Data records
+--
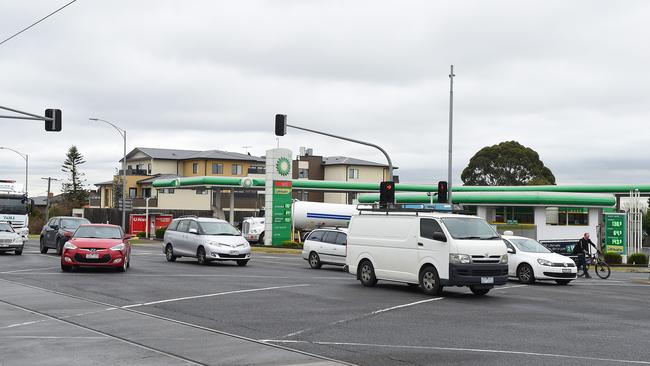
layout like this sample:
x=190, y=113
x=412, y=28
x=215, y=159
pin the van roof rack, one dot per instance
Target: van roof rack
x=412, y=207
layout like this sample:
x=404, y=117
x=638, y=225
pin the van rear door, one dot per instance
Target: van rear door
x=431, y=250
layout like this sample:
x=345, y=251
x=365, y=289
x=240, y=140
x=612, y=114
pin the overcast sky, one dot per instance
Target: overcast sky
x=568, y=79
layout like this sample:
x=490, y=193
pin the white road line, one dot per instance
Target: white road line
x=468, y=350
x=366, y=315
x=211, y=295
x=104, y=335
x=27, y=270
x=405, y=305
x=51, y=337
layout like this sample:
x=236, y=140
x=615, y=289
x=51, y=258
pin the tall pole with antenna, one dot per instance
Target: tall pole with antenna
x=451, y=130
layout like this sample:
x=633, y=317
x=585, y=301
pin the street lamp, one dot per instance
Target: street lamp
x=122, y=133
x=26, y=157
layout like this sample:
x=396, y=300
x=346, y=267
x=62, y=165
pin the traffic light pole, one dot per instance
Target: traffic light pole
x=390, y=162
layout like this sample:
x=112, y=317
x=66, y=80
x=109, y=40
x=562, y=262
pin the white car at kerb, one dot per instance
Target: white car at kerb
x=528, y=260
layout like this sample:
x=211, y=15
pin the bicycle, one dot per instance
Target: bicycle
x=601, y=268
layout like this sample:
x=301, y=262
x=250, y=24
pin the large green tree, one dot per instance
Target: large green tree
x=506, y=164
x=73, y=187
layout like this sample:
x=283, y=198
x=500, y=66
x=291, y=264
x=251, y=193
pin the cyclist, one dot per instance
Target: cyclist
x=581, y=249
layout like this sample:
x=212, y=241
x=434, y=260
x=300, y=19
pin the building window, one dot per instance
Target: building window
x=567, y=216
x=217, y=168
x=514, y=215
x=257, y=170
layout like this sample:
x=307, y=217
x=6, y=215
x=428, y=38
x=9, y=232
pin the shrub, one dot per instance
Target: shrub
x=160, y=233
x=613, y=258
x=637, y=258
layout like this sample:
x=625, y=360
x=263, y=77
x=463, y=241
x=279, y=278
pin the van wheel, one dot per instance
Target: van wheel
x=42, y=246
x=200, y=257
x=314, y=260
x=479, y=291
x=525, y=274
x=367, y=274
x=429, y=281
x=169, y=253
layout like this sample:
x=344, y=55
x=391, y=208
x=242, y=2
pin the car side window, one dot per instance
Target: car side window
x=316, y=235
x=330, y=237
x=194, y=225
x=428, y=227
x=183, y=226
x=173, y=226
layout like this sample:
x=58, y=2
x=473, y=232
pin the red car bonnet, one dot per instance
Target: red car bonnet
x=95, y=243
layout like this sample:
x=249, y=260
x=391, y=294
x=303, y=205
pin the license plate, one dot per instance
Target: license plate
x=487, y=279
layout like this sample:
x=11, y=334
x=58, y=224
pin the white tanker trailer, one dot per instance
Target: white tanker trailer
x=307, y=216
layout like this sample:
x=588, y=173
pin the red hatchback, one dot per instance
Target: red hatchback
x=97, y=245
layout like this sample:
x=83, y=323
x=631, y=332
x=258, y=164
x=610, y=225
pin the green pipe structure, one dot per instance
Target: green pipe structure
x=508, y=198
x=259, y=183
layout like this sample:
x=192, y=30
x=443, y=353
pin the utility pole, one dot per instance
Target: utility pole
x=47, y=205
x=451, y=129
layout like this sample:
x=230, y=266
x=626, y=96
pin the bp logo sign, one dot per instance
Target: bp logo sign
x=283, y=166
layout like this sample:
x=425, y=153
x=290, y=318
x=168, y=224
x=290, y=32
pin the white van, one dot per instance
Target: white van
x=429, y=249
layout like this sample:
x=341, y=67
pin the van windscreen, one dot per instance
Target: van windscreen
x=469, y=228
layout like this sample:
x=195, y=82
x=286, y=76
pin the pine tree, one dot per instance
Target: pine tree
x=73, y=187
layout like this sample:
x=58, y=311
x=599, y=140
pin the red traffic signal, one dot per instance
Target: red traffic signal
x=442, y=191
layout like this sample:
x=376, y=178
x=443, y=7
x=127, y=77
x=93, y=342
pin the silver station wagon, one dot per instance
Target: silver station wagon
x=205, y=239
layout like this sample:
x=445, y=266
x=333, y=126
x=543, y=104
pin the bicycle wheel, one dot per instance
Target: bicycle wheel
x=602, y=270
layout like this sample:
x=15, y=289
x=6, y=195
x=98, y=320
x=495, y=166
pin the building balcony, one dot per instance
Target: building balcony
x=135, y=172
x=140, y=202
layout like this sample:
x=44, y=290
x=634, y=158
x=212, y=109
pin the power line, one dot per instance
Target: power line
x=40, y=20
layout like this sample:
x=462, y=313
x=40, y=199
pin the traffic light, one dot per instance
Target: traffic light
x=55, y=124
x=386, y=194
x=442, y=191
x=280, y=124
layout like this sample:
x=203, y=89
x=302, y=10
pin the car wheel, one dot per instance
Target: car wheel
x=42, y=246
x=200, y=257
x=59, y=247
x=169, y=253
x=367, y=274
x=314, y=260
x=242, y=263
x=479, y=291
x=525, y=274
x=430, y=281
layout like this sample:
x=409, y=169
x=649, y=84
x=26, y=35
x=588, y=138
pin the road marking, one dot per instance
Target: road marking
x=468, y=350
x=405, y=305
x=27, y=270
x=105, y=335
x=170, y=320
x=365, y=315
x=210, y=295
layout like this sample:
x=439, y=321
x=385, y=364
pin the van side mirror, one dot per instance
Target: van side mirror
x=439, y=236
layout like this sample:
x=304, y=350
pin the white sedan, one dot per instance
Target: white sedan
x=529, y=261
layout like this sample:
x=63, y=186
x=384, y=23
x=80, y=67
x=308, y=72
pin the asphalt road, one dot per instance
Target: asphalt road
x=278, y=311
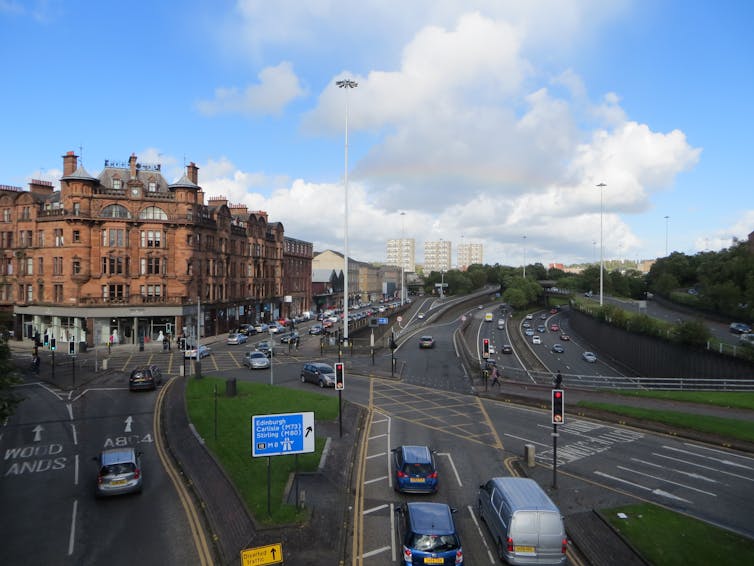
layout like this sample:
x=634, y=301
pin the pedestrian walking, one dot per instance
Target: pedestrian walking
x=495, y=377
+--
*THE EXERCISE*. The records above are to be restated exactly, without their pictures.

*EXERCISE OUTPUT*.
layout like this sample:
x=190, y=113
x=412, y=28
x=215, y=159
pin the van roof rack, one dot per instance
Target: van roof rack
x=412, y=207
layout like this sample:
x=404, y=117
x=638, y=225
pin the van rear door, one dot per instance
Target: van rear door
x=431, y=250
layout like this sample:
x=345, y=251
x=365, y=289
x=240, y=140
x=612, y=114
pin the overcast sky, one dot per instance
Target: overcast sky
x=568, y=79
layout like this sample:
x=490, y=193
pin the white road line, one dot per instance
Target: white road line
x=468, y=350
x=366, y=315
x=211, y=295
x=104, y=335
x=27, y=270
x=405, y=305
x=51, y=337
layout like this sample:
x=236, y=140
x=615, y=289
x=51, y=258
pin the tall pole with antenna, one dot per instance
Target: tall pole with antenna
x=451, y=130
layout like this sample:
x=633, y=317
x=585, y=301
pin the street lamp, one dot per instance
Target: street lamp
x=122, y=133
x=26, y=157
layout like this sample:
x=396, y=300
x=346, y=267
x=62, y=165
pin the traffic light pole, one dot per instance
Target: traffic light pole
x=390, y=162
layout like this sample:
x=112, y=317
x=66, y=80
x=109, y=40
x=562, y=262
pin the white car at kerb, one dot per instance
Target: white car at kerb
x=528, y=260
layout like this sample:
x=211, y=15
pin the bicycle, one dot per instance
Target: bicycle
x=601, y=268
layout like this sample:
x=301, y=262
x=250, y=24
pin the large green tree, one dot per instance
Target: large green tree
x=506, y=164
x=73, y=187
layout like this sample:
x=283, y=198
x=500, y=66
x=291, y=264
x=251, y=193
pin the cyclist, one dot per instance
Target: cyclist
x=581, y=249
layout like this sample:
x=212, y=241
x=434, y=260
x=300, y=19
pin the building window, one dot per instance
Target: building window
x=567, y=216
x=217, y=168
x=514, y=215
x=257, y=170
layout like this sample:
x=307, y=217
x=6, y=215
x=428, y=38
x=9, y=232
pin the shrub, one dot per instance
Target: shrub
x=160, y=233
x=613, y=258
x=637, y=258
layout like this sample:
x=625, y=360
x=263, y=77
x=463, y=241
x=279, y=278
pin the van wheel, one dot per instance
Target: van wheel
x=42, y=246
x=200, y=257
x=314, y=260
x=479, y=291
x=525, y=274
x=367, y=274
x=429, y=281
x=169, y=253
layout like this sample:
x=344, y=55
x=391, y=208
x=242, y=2
pin the car side window, one dot per instance
Target: car side window
x=316, y=235
x=330, y=237
x=194, y=225
x=428, y=227
x=183, y=226
x=173, y=226
layout like this sample:
x=58, y=2
x=473, y=232
pin the red car bonnet, one dot per instance
Target: red car bonnet
x=95, y=243
layout like this sample:
x=249, y=260
x=391, y=294
x=303, y=205
pin the license plate, one dot per instance
Target: license plate
x=487, y=279
layout like this sample:
x=11, y=334
x=58, y=224
pin the white tanker trailer, one dot per instance
Target: white tanker trailer
x=307, y=216
layout like this sample:
x=588, y=173
pin the red hatchback, one dot per instance
Target: red hatchback
x=97, y=245
layout like this sample:
x=83, y=323
x=631, y=332
x=258, y=164
x=610, y=225
pin the green pipe structure, one dot per instance
Target: green pipe structure
x=508, y=198
x=259, y=183
layout like this sample:
x=192, y=30
x=443, y=353
pin the utility pole, one dot per instance
Target: utility pole
x=47, y=205
x=451, y=129
layout like this sample:
x=230, y=266
x=626, y=96
pin the bp logo sign, one dot per instance
Target: bp logo sign
x=283, y=166
layout like this sample:
x=425, y=153
x=290, y=318
x=168, y=224
x=290, y=32
pin the white van, one dot per instance
Target: white van
x=429, y=249
layout like this sample:
x=341, y=67
pin the van windscreen, one dot per instance
Target: van windscreen
x=469, y=228
layout like this sample:
x=195, y=82
x=286, y=76
pin the pine tree, one dot per instance
Target: pine tree
x=73, y=187
layout like this sample:
x=58, y=311
x=599, y=140
pin the red traffic signal, one dot per instance
Target: red traffic signal
x=442, y=191
layout like this sample:
x=376, y=178
x=443, y=7
x=127, y=77
x=93, y=342
pin the silver station wagon, one dot per instance
Target: silver station wagon
x=205, y=239
layout like this sample:
x=445, y=266
x=333, y=126
x=543, y=104
pin the bicycle wheel, one dot per instance
Target: bicycle wheel
x=602, y=270
layout like this sample:
x=15, y=289
x=6, y=195
x=98, y=320
x=495, y=166
pin the building balcony, one dot per instance
Target: building balcony
x=135, y=172
x=140, y=202
layout like this sample:
x=44, y=290
x=634, y=158
x=212, y=109
pin the power line, one dot per instance
Target: power line
x=40, y=20
layout like this sample:
x=462, y=313
x=40, y=199
pin the traffic light, one dot per instance
Target: traffic light
x=55, y=124
x=386, y=194
x=442, y=191
x=280, y=124
layout like this sample:
x=203, y=89
x=302, y=10
pin the car wheel, one dot per instance
Target: car wheel
x=42, y=246
x=200, y=257
x=59, y=247
x=169, y=253
x=367, y=274
x=314, y=260
x=242, y=263
x=479, y=291
x=525, y=274
x=430, y=281
layout like this sample:
x=409, y=169
x=649, y=84
x=26, y=35
x=588, y=138
pin the road marking, one dot per instance
Target: road marking
x=468, y=350
x=405, y=305
x=27, y=270
x=105, y=335
x=170, y=320
x=365, y=315
x=210, y=295
layout like this sample:
x=439, y=321
x=385, y=364
pin the van side mirror, one dot per instance
Target: van side mirror
x=439, y=236
layout like this sample:
x=304, y=350
pin the white sedan, one dot per instance
Target: white sedan
x=529, y=261
layout like this sample:
x=63, y=186
x=384, y=23
x=80, y=67
x=308, y=72
pin the asphalt road, one dot per instance
Target: asphalt road
x=278, y=311
layout like this sample:
x=634, y=301
pin the pedestrian walking, one dot per instance
Target: pedestrian walking
x=495, y=377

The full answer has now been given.